(Photo-based referring expression data)
BEGIN

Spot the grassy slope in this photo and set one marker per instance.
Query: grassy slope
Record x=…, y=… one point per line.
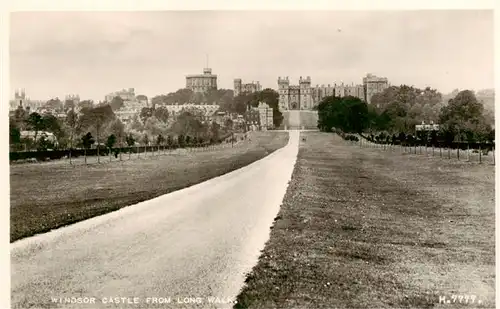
x=51, y=195
x=363, y=228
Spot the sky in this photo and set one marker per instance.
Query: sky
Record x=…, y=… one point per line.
x=53, y=54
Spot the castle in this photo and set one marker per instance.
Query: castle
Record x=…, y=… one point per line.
x=239, y=87
x=305, y=97
x=202, y=82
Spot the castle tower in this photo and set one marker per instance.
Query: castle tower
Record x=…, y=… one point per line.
x=237, y=86
x=283, y=91
x=20, y=98
x=306, y=101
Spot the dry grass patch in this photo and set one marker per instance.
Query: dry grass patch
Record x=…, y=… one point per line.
x=50, y=195
x=363, y=228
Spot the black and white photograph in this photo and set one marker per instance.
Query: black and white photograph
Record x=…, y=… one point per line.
x=239, y=158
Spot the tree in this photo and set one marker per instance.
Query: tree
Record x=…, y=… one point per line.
x=53, y=124
x=146, y=113
x=349, y=114
x=35, y=123
x=215, y=130
x=54, y=104
x=464, y=115
x=145, y=139
x=87, y=141
x=69, y=105
x=86, y=104
x=14, y=133
x=181, y=140
x=110, y=142
x=228, y=124
x=161, y=113
x=187, y=124
x=160, y=139
x=116, y=103
x=130, y=140
x=98, y=118
x=170, y=140
x=44, y=144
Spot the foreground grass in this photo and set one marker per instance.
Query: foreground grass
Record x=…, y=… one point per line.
x=48, y=196
x=364, y=228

END

▶ _WHAT THE TASK REQUIRES_: Write out, word for word, the lines from the first line of the entries through the one containing "Spot the castle tower", both included. Leave out the pictures.

▶ _EXERCISE RESPONSE_:
Spot the grassy slope in this photo and set one marker per instance.
Query: grassy slope
Record x=…, y=… one point per line.
x=51, y=195
x=363, y=228
Spot the sky in this photo and set one marker per instance.
Query: sky
Record x=…, y=… one point per line.
x=53, y=54
Spot the castle in this photo and set one marker per instance.
Query: castle
Record x=…, y=… one point per line.
x=239, y=87
x=305, y=97
x=202, y=82
Spot the castle tower in this photo and set one marker per instance.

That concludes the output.